[Point-per-instance localization data]
■ ■ ■

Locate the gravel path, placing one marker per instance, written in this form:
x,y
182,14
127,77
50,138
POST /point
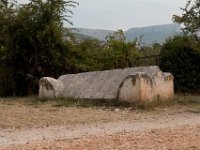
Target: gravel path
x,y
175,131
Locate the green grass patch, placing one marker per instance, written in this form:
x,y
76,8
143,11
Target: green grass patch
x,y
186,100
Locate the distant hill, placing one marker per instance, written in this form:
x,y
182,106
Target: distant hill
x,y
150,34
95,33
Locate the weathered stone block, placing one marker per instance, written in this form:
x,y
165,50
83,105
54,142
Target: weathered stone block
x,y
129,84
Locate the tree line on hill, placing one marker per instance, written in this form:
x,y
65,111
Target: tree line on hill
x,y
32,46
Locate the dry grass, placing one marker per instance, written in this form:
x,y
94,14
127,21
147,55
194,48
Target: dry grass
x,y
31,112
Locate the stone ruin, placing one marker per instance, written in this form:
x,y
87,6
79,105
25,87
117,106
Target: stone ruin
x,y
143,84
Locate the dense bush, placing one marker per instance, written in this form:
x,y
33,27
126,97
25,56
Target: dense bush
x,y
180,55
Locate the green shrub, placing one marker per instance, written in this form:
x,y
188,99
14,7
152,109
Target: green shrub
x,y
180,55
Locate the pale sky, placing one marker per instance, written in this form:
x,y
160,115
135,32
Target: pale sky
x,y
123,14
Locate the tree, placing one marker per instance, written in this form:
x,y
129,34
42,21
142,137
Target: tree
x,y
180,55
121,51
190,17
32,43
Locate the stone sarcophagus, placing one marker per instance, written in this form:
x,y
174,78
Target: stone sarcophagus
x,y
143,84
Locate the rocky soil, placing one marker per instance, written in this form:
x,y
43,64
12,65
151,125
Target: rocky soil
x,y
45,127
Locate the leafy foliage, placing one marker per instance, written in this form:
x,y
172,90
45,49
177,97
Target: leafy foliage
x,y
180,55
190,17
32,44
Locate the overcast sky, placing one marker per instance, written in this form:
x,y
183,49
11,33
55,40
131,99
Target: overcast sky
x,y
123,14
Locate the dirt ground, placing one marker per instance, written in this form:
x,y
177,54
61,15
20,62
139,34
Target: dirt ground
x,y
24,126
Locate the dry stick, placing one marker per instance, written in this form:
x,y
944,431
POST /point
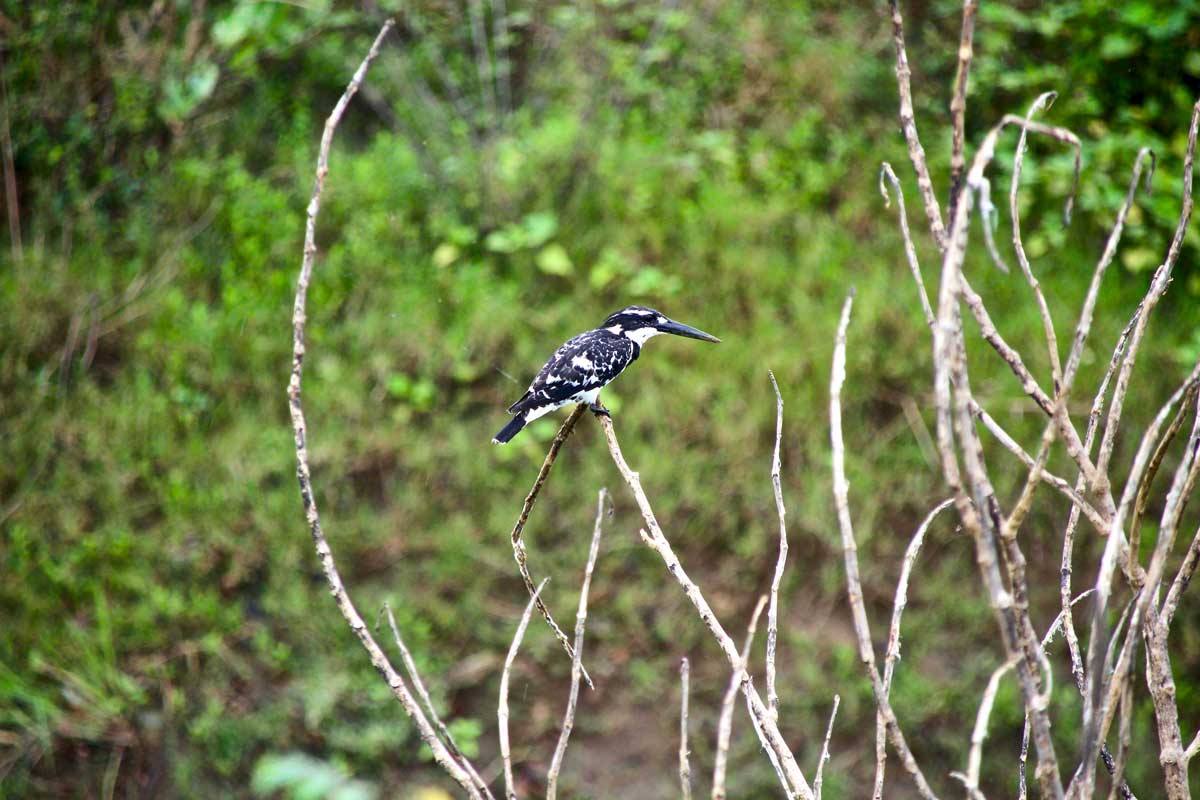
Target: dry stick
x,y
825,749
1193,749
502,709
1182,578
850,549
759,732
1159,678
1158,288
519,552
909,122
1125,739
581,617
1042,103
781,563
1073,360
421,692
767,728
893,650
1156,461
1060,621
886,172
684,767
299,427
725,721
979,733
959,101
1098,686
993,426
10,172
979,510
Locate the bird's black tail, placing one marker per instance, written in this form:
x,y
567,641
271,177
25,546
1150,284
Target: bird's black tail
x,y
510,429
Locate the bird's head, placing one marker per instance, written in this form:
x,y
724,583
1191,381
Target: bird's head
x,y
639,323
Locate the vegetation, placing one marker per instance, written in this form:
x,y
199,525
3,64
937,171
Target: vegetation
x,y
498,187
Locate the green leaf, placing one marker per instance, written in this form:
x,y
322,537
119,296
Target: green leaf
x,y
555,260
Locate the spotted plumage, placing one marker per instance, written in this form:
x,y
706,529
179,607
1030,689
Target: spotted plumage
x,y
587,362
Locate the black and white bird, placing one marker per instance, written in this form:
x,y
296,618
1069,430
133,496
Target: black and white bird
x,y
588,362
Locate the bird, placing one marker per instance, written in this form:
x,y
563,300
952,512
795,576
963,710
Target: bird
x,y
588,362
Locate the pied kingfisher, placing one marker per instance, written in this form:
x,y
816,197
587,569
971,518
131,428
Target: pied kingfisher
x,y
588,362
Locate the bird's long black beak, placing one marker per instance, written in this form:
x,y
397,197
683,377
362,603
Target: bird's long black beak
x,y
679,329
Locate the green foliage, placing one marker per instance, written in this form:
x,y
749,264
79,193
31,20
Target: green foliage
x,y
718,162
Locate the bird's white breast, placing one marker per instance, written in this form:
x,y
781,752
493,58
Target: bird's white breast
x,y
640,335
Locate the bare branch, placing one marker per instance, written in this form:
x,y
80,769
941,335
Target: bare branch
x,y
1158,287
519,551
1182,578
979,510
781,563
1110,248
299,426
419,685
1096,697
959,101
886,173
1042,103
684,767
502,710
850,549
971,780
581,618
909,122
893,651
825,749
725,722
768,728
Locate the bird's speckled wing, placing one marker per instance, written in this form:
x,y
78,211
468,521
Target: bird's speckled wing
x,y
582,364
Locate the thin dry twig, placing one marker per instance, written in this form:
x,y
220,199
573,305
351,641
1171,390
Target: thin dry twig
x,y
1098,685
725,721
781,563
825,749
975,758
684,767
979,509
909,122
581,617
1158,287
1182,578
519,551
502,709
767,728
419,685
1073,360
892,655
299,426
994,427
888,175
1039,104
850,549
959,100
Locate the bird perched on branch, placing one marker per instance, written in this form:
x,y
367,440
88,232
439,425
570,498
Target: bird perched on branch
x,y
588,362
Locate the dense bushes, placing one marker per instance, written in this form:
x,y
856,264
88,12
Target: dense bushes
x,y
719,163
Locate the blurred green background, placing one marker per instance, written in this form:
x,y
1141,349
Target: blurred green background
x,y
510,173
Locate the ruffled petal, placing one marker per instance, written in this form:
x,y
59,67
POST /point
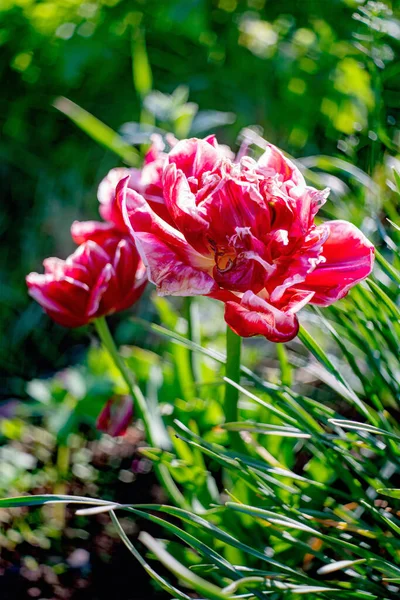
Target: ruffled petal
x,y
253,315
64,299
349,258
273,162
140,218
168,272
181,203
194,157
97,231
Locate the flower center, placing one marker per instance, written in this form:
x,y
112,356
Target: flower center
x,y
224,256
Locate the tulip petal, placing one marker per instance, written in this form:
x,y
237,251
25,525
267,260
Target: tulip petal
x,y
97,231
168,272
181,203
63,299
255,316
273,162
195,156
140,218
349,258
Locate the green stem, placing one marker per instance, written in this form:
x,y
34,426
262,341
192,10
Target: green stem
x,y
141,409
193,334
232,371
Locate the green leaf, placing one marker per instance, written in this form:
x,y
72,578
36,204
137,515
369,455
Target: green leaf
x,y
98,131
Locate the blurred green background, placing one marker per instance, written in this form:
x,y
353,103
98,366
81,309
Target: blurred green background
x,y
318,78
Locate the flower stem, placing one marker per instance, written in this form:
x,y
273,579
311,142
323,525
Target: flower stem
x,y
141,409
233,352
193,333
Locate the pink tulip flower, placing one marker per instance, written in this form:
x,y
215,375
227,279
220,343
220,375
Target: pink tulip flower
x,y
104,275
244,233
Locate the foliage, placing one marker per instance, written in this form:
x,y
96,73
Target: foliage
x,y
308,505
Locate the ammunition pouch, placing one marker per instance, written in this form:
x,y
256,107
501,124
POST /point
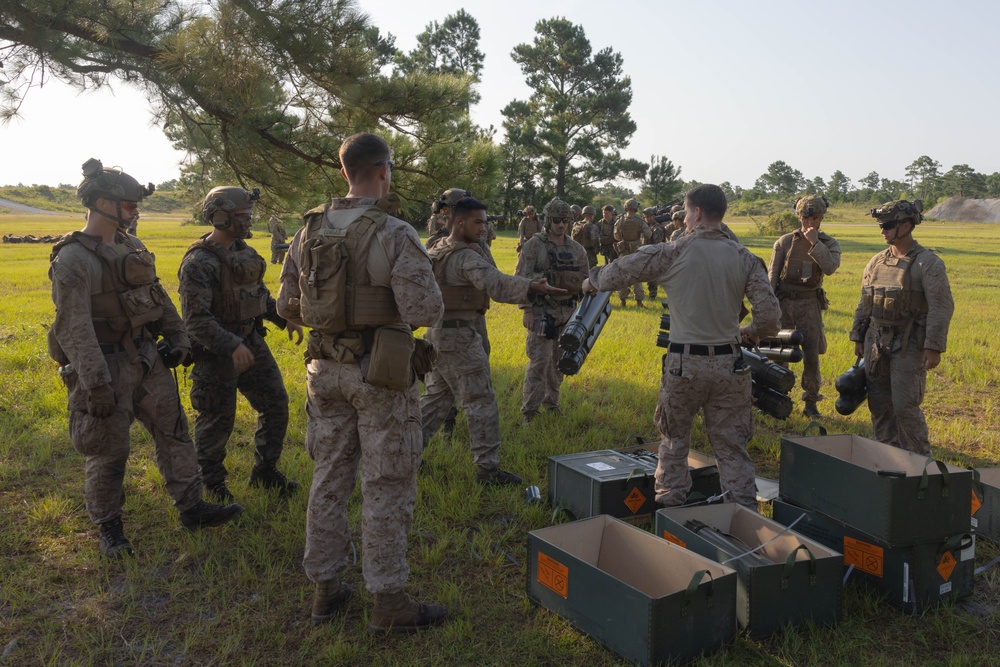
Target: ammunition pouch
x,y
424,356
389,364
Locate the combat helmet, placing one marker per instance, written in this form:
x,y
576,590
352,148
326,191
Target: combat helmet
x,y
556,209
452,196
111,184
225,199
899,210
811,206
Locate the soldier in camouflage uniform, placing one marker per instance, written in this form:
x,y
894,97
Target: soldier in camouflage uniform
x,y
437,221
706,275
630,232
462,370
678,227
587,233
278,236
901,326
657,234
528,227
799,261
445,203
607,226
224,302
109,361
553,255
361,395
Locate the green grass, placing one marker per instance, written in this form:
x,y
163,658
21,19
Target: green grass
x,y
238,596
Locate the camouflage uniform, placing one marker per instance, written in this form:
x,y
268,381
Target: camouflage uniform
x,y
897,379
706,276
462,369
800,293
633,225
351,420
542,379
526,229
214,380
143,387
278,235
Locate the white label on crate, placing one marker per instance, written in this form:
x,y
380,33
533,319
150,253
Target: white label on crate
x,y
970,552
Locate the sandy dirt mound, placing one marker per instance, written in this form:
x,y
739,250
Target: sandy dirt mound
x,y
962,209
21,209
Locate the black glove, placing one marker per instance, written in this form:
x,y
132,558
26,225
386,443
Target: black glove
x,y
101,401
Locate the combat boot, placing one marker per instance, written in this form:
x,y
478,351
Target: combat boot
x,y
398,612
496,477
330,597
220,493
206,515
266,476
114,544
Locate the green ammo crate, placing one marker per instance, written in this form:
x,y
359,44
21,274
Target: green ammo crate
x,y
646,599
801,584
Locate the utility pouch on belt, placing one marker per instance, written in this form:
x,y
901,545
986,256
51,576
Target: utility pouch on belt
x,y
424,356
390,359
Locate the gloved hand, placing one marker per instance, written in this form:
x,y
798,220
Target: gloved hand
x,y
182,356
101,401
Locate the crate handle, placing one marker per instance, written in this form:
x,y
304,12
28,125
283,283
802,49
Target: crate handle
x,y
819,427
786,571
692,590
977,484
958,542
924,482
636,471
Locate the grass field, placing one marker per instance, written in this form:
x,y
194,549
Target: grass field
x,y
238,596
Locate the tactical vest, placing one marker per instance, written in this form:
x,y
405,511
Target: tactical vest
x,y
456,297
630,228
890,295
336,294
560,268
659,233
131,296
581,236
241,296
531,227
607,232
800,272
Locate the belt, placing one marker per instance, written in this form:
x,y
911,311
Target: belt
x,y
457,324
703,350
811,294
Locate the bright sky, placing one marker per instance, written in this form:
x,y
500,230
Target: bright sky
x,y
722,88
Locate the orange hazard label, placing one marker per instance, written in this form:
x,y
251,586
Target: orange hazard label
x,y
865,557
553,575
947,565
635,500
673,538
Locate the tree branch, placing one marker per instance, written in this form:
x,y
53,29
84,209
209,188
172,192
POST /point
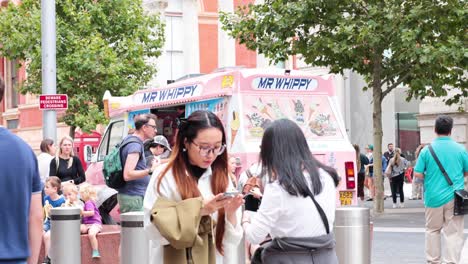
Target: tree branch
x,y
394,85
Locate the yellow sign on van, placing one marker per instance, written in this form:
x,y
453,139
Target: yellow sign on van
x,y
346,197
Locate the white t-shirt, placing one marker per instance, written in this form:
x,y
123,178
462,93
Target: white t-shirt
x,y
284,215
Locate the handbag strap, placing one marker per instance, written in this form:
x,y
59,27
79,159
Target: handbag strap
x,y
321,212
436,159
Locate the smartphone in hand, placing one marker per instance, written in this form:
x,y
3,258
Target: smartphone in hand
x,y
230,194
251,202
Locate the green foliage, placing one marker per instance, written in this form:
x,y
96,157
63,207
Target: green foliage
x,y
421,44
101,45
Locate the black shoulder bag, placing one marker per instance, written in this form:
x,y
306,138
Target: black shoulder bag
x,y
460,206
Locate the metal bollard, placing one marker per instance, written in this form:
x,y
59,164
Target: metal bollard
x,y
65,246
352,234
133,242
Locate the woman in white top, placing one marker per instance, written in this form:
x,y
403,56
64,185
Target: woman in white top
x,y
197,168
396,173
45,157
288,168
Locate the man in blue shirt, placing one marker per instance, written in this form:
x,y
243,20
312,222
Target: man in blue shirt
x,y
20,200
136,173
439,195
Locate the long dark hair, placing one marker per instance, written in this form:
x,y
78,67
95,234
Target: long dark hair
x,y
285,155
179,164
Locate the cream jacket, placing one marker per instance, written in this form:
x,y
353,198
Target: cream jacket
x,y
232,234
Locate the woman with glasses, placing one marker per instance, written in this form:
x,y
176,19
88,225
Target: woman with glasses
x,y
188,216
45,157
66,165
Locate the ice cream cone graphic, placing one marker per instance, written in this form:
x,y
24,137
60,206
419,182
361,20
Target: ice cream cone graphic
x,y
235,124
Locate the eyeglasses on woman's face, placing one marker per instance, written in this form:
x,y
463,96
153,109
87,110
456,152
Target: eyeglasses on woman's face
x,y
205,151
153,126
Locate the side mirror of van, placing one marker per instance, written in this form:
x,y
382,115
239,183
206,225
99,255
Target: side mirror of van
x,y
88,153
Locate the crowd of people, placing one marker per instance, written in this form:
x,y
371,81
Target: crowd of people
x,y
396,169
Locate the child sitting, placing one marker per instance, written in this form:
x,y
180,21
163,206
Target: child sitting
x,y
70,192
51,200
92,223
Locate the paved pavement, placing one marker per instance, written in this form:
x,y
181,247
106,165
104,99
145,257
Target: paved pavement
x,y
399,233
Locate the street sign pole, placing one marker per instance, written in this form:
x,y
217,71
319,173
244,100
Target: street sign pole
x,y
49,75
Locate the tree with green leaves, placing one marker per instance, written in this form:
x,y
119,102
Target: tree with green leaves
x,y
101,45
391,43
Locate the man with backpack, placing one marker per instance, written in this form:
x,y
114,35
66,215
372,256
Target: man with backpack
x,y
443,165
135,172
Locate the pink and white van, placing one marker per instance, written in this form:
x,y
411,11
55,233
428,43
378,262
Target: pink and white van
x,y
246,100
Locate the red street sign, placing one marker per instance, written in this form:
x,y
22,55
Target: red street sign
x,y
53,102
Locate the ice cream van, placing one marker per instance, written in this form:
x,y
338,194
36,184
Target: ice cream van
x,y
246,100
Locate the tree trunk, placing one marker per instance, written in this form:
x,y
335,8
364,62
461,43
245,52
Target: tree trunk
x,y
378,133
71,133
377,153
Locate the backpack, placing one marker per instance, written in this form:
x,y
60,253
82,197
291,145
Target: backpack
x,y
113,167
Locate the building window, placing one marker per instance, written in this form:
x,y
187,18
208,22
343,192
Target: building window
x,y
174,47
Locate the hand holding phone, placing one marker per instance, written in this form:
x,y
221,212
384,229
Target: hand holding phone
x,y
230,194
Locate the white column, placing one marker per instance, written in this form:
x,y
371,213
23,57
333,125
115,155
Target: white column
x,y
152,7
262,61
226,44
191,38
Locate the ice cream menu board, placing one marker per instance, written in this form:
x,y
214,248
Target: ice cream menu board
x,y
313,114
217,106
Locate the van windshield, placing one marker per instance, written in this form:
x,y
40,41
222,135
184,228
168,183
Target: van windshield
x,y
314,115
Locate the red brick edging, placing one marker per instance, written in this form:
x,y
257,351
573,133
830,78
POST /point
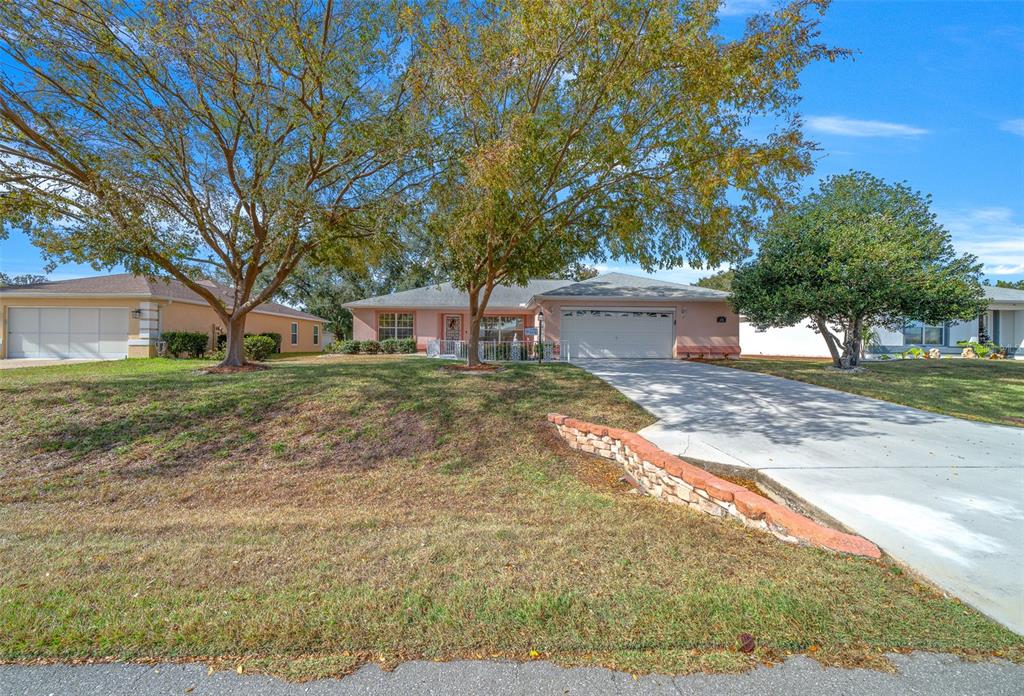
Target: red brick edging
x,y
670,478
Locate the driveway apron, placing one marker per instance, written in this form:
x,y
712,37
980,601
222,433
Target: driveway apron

■ ■ ■

**What you need to do:**
Some lines of the records may contain the string "apron". State how many do, as a number alone.

**Written solution:**
2